Given text:
|---|
As the current Catechism puts it, "God predestines no one to go to hell; for this, a willful turning away from God (a mortal sin) is necessary, and persistence in it until the end." CCC § 1037. God salvific will is limited by the operation of our freedom. God saves no one against their will. God's mercy is not tyrannous.
Now the whole edifice of the Church's teaching on predestination and reprobation is mocked by the Balthasarian thesis that one may reasonably hope that all men are saved. To entertain the hope that all men may reasonably be saved is implicitly to deny the Church's teaching on predestination and reprobation.
In effect, the Balthasarian thesis translates to having a reasonable hope that God predestines all men to heaven, that all men are part of "the elect," and that there is no such thing as reprobation. This, it seems to me, is absolutely inconsistent with Scripture and with the Tradition of the Church.
Therefore, it seems quite plain to me that the Balthasarian thesis offends the analogia fidei. The Balthasarian thesis is not reconcilable with the Church's received teaching on predestination and reprobation. The Balthasarian thesis would render this teaching surplusage or vestigial. A Catholic with a healthy sense of the sensus fidei should be loathe to jettison a whole area of received teaching so as to accommodate a theologian's eccentric view.
|---|
[Dataset entries]
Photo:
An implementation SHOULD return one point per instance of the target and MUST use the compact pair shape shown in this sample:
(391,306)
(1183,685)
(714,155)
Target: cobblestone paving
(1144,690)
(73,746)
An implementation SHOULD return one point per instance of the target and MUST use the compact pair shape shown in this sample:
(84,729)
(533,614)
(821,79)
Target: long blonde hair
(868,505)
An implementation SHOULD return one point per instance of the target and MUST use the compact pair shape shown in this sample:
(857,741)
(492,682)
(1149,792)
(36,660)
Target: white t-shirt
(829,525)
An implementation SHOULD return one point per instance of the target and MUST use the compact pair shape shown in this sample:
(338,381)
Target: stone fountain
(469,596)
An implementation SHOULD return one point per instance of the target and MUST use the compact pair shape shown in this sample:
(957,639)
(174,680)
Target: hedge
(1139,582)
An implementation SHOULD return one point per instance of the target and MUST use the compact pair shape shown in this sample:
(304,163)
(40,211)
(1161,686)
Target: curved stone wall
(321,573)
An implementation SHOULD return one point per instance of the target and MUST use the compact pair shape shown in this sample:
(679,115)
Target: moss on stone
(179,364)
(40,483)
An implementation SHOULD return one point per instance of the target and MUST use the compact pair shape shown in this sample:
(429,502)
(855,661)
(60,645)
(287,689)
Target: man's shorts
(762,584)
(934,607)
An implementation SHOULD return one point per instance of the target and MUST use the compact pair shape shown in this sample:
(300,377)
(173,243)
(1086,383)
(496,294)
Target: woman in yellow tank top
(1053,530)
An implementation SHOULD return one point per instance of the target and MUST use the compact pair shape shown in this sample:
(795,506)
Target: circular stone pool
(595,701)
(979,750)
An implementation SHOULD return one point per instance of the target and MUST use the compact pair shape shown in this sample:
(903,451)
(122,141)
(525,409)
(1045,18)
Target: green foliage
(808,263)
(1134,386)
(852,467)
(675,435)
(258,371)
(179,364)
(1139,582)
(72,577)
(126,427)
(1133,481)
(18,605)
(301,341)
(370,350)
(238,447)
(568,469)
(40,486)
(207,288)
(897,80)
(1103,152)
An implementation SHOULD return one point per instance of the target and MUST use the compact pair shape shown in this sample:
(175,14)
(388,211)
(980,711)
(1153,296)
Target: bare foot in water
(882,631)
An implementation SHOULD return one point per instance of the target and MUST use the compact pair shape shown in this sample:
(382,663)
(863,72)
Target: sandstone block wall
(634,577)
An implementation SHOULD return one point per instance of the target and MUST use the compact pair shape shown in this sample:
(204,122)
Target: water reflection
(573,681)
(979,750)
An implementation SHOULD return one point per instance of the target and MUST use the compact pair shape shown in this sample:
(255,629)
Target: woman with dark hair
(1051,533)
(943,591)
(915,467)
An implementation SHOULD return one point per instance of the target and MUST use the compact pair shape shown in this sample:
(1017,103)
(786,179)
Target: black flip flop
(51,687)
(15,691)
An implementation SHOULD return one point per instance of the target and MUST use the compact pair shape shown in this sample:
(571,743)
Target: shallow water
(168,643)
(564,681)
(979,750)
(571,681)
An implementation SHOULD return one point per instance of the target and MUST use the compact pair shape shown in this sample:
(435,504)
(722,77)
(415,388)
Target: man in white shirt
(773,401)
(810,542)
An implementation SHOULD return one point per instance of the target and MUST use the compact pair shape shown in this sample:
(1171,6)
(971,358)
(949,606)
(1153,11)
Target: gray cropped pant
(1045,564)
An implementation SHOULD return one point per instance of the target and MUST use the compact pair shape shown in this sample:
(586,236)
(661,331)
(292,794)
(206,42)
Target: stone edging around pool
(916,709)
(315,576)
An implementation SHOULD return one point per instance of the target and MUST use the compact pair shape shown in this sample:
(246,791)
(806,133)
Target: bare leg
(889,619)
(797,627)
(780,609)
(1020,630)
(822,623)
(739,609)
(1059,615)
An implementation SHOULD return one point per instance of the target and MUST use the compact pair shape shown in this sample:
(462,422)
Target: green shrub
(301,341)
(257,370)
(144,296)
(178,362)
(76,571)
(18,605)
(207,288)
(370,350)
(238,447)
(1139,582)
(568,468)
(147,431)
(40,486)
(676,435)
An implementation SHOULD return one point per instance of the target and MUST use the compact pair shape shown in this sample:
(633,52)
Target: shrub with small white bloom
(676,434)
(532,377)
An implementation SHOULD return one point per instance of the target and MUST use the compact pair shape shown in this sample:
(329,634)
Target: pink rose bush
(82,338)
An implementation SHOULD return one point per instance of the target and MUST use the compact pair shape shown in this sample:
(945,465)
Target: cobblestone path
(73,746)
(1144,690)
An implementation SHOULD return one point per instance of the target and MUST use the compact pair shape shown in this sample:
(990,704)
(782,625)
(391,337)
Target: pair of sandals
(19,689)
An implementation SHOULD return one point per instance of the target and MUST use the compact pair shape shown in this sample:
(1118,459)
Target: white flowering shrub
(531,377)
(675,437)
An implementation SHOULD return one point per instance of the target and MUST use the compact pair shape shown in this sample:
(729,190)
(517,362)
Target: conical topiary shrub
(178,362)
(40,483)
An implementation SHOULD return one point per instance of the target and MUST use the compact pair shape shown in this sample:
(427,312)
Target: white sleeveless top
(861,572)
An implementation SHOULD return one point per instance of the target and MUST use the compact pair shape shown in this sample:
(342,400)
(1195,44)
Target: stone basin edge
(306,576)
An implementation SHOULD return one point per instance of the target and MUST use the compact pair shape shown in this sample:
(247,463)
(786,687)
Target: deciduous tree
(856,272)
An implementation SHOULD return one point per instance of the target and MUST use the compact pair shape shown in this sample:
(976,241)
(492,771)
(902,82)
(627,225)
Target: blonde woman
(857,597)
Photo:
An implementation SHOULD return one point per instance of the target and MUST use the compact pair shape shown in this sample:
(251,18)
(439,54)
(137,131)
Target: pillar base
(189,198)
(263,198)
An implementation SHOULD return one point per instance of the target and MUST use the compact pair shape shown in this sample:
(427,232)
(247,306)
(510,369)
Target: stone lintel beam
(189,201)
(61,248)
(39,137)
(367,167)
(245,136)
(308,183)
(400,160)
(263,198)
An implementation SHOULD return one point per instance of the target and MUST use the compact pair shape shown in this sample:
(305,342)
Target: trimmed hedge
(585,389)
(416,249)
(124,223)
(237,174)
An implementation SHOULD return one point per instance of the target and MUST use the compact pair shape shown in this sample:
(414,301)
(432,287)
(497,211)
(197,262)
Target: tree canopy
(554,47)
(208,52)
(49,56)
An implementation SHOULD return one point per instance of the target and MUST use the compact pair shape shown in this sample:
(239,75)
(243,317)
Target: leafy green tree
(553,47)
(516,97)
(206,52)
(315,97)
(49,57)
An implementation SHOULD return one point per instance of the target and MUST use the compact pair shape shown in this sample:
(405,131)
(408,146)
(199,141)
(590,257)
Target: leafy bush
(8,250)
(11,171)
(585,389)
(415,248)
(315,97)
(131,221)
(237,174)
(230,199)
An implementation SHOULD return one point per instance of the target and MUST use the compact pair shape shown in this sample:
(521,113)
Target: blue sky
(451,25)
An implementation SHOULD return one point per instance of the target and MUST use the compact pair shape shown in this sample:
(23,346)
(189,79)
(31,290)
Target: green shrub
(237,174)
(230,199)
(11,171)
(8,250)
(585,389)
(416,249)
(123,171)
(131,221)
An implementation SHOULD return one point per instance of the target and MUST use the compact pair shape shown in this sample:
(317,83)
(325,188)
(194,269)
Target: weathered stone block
|---|
Instructions:
1 - According to the predestination passage, what does the Catechism say is necessary for a person to go to hell?
2 - List the things the predestination passage says the Balthasarian thesis amounts to reasonably hoping.
3 - Please reproduce the part of the predestination passage that opens with the words containing "Now the whole" and closes with "Church's teaching on predestination and reprobation.".

Answers given:
1 - A willful turning away from God (a mortal sin) and persistence in it until the end.

2 -
- That God predestines all men to heaven
- That all men are part of "the elect"
- That there is no such thing as reprobation

3 -
Now the whole edifice of the Church's teaching on predestination and reprobation is mocked by the Balthasarian thesis that one may reasonably hope that all men are saved. To entertain the hope that all men may reasonably be saved is implicitly to deny the Church's teaching on predestination and reprobation.